Selected text:

----

Roanoke Times Copyright (c) 1995, Landmark Communications, Inc. DATE: THURSDAY, August 5, 1993 TAG: 9309100368 SECTION: EDITORIAL PAGE: A13 EDITION: METRO SOURCE: GENE KIMMELMAN DATELINE: LENGTH: Medium
The Regional Bell Operating Companies (also known as the ``Baby Bells'' or ``RBOCs'') would have us believe that they are the logical choice to design and construct this information superhighway, as well as run its toll booths. Others interested in sharing access to this multibillion-dollar business opportunity contend the RBOCs' long and well-documented history of anti-consumer and anti-competitor abuses demonstrates that such a move would be tantamount to putting the fox in charge of the henhouse.
In exchange for building a ``fiber-optic-to-the-home'' network using $400 billion of ratepayers' money, the RBOCs want to leverage their monopoly local phone networks to get into new businesses. They are spending tens of millions of dollars on lobbying, advertising and public relations to make the case for ending the antitrust safeguards that keep them out of long-distance and telecommunications equipment manufacturing and to fight all potential legislative safeguards on their participation in other businesses.

----

(Stored records)
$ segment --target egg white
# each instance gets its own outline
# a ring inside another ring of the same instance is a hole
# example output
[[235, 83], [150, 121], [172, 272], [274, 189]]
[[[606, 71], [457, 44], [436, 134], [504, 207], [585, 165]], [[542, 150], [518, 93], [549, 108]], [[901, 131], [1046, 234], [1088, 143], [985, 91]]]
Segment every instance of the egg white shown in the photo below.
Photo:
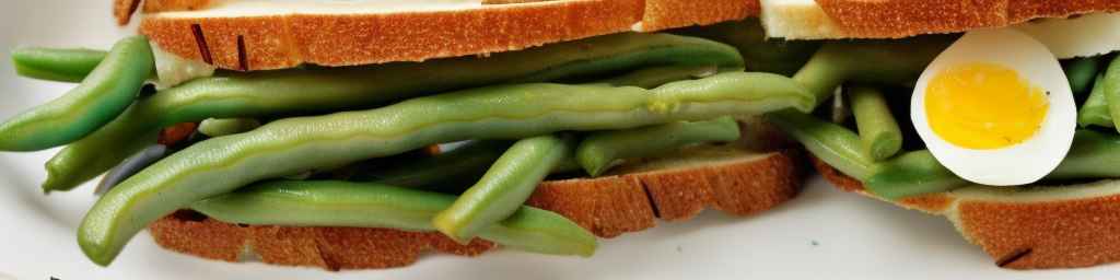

----

Aim of the task:
Return the complete editorial on the Bell companies word for word. The rows above are separate material and unrelated to the editorial on the Bell companies.

Finished task:
Roanoke Times Copyright (c) 1995, Landmark Communications, Inc. DATE: THURSDAY, August 5, 1993 TAG: 9309100368 SECTION: EDITORIAL PAGE: A13 EDITION: METRO SOURCE: GENE KIMMELMAN DATELINE: LENGTH: Medium
The Regional Bell Operating Companies (also known as the ``Baby Bells'' or ``RBOCs'') would have us believe that they are the logical choice to design and construct this information superhighway, as well as run its toll booths. Others interested in sharing access to this multibillion-dollar business opportunity contend the RBOCs' long and well-documented history of anti-consumer and anti-competitor abuses demonstrates that such a move would be tantamount to putting the fox in charge of the henhouse.
In exchange for building a ``fiber-optic-to-the-home'' network using $400 billion of ratepayers' money, the RBOCs want to leverage their monopoly local phone networks to get into new businesses. They are spending tens of millions of dollars on lobbying, advertising and public relations to make the case for ending the antitrust safeguards that keep them out of long-distance and telecommunications equipment manufacturing and to fight all potential legislative safeguards on their participation in other businesses.